Fragmento:
»»
Que la rosa, en tanto señera paradoja o dolorosa encrucijada, “perfecta e imperfecta”, a tenor del poeta Juan Ramón Jiménez, alcance una convergencia abarcadora y última, de “uno y otro…el hombre y la mujer”, en su homólogo José Enrique García, constituye, en el poema Era, la única flor posible, un dictamen colectivo en cuanto a la finitud de nuestra presencia cotidiana, “por los parques…por las calles…los árboles habituales, y otras entidades que, en sucesiones paralelas, se despojan y se desatan, “pues polvo nos hacemos”, culminando en absolutos e irremediables desafueros.

En su autopsia metafísica del mundo que apenas prevalece, el poeta dominicano de la imagen, Enrique García, recurre, desde el marco de los primeros versos, a esa tensión de los opuestos que surge de la esencia, inherente, o primores primigenios de la rosa, pero que, asimismo, en contraste, ronda, irrevocable, condenada por su propio, pertinaz y estrépito colapso intrínseco de la forma. De ahí que, como premonitorio de la materia disponible, el orden, a la indisponible, el desorden, ocurra la rígida advertencia del poeta: “no la busque”, a la rosa, “ya más en otra cosa”, porque ésta, aun cuando “jamás cambia de aspecto”, sus orígenes pre-existentes a sus pétalos aniquila.
««
Datos extraídos:
»»
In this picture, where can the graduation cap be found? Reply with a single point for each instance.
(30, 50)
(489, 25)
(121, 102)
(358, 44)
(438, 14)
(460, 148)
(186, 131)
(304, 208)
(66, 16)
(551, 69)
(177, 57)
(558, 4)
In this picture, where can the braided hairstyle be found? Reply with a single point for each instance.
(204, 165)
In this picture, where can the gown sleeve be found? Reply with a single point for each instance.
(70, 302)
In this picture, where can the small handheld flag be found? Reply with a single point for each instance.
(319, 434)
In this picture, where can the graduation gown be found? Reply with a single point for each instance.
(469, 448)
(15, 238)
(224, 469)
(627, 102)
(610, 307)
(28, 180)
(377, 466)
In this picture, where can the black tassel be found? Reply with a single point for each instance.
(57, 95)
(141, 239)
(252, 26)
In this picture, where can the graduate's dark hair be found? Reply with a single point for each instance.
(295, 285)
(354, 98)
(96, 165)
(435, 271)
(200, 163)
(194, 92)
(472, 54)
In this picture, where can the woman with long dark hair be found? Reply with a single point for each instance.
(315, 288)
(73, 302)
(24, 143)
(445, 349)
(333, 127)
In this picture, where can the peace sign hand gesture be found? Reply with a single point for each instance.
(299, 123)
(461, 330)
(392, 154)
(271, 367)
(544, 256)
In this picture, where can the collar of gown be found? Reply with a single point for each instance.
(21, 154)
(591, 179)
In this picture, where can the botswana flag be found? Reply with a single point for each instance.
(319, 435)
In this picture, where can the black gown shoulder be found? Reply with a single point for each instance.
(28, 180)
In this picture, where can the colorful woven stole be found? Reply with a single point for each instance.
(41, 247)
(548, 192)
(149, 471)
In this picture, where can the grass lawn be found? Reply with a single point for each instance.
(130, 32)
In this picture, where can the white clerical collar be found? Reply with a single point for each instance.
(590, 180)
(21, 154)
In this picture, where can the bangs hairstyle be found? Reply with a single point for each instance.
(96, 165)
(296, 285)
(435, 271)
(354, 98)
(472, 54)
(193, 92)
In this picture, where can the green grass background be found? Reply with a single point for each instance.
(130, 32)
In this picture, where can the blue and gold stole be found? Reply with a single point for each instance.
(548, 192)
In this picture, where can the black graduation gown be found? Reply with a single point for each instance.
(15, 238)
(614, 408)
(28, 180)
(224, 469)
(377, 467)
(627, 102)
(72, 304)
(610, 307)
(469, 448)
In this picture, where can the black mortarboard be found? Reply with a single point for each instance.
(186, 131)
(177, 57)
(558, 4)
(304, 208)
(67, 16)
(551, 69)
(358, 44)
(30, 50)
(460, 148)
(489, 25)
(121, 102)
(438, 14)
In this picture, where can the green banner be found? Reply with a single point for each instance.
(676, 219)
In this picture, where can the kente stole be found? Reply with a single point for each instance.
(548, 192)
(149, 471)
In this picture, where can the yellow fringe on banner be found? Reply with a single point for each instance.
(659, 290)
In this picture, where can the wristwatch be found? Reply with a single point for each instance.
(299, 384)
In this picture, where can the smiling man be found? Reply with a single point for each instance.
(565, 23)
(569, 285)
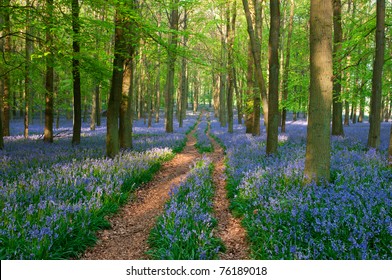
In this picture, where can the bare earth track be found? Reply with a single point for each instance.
(127, 239)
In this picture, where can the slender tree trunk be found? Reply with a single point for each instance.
(172, 56)
(389, 150)
(215, 88)
(77, 125)
(112, 135)
(6, 79)
(184, 77)
(375, 101)
(231, 81)
(318, 147)
(28, 81)
(256, 47)
(249, 102)
(337, 116)
(273, 96)
(126, 106)
(287, 65)
(49, 80)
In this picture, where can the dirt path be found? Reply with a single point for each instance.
(131, 226)
(229, 228)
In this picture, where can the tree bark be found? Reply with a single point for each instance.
(318, 147)
(337, 115)
(230, 60)
(287, 66)
(184, 77)
(6, 78)
(28, 81)
(49, 80)
(77, 125)
(112, 135)
(172, 56)
(375, 101)
(273, 96)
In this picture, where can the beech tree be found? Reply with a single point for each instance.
(375, 102)
(77, 126)
(318, 142)
(337, 117)
(49, 79)
(273, 92)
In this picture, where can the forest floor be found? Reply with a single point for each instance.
(127, 238)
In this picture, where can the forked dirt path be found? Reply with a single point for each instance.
(131, 226)
(229, 227)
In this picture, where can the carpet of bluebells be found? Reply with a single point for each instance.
(54, 197)
(185, 229)
(203, 144)
(348, 218)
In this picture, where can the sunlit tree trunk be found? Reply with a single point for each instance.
(28, 81)
(77, 125)
(375, 102)
(112, 135)
(273, 96)
(6, 78)
(184, 77)
(337, 116)
(287, 65)
(318, 146)
(49, 80)
(231, 76)
(255, 40)
(249, 100)
(172, 56)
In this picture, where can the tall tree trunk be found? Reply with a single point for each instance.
(112, 135)
(375, 101)
(28, 81)
(126, 106)
(273, 96)
(49, 80)
(256, 47)
(172, 56)
(249, 99)
(287, 66)
(231, 76)
(184, 76)
(77, 125)
(215, 88)
(6, 80)
(318, 147)
(389, 150)
(337, 116)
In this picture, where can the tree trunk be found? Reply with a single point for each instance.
(249, 99)
(28, 81)
(273, 96)
(126, 106)
(6, 80)
(230, 60)
(49, 80)
(172, 56)
(389, 150)
(287, 66)
(184, 77)
(77, 125)
(375, 101)
(112, 135)
(337, 116)
(318, 147)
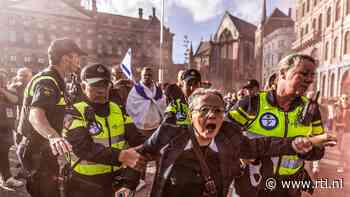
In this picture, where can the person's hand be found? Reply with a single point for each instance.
(325, 139)
(59, 145)
(302, 145)
(131, 158)
(123, 192)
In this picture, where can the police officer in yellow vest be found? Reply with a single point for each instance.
(278, 113)
(41, 119)
(100, 134)
(177, 110)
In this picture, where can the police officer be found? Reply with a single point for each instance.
(41, 120)
(177, 111)
(278, 113)
(99, 133)
(7, 117)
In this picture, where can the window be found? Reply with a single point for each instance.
(12, 20)
(337, 11)
(26, 37)
(27, 59)
(329, 15)
(41, 60)
(89, 44)
(99, 49)
(347, 43)
(53, 37)
(314, 24)
(13, 36)
(326, 51)
(320, 23)
(335, 48)
(307, 29)
(41, 39)
(281, 43)
(13, 58)
(109, 49)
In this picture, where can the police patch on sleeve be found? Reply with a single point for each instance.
(268, 121)
(95, 128)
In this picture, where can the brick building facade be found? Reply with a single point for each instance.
(274, 38)
(30, 25)
(323, 31)
(227, 59)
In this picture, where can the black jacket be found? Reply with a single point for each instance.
(170, 140)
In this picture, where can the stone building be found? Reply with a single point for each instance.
(274, 38)
(28, 26)
(227, 59)
(323, 31)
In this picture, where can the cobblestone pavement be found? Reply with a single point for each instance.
(329, 166)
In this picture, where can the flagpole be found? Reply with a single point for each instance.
(161, 66)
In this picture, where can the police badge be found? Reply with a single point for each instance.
(95, 128)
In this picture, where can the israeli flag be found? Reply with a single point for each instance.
(126, 65)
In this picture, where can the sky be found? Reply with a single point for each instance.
(197, 19)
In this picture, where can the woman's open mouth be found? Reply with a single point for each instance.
(210, 127)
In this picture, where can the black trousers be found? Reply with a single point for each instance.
(43, 182)
(5, 144)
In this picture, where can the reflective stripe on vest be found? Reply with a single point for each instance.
««
Actividad 1: Según el fragmento, ¿de qué país es el poeta Enrique García?
Actividad 2:
Di si cada frase coincide con el fragmento. Responde sí o no y cita las palabras del fragmento que lo deciden.
(a) El fragmento recurre a Juan Ramón Jiménez para describir la rosa como perfecta e imperfecta.
(b) Según el fragmento, la rosa cambia a menudo de aspecto.
(c) El poeta advierte que no se busque la rosa en otra cosa.
Actividad 3: Transcribe del fragmento el pasaje que empieza con las palabras que contienen “Que la rosa, en” y termina con “e irremediables desafueros.”.

Solución 1: Es dominicano.

Solución 2:
(a) Sí: «“perfecta e imperfecta”, a tenor del poeta Juan Ramón Jiménez».
(b) No: «aun cuando “jamás cambia de aspecto”».
(c) Sí: «la rígida advertencia del poeta: “no la busque”, a la rosa, “ya más en otra cosa”».

Solución 3:
Que la rosa, en tanto señera paradoja o dolorosa encrucijada, “perfecta e imperfecta”, a tenor del poeta Juan Ramón Jiménez, alcance una convergencia abarcadora y última, de “uno y otro…el hombre y la mujer”, en su homólogo José Enrique García, constituye, en el poema Era, la única flor posible, un dictamen colectivo en cuanto a la finitud de nuestra presencia cotidiana, “por los parques…por las calles…los árboles habituales, y otras entidades que, en sucesiones paralelas, se despojan y se desatan, “pues polvo nos hacemos”, culminando en absolutos e irremediables desafueros.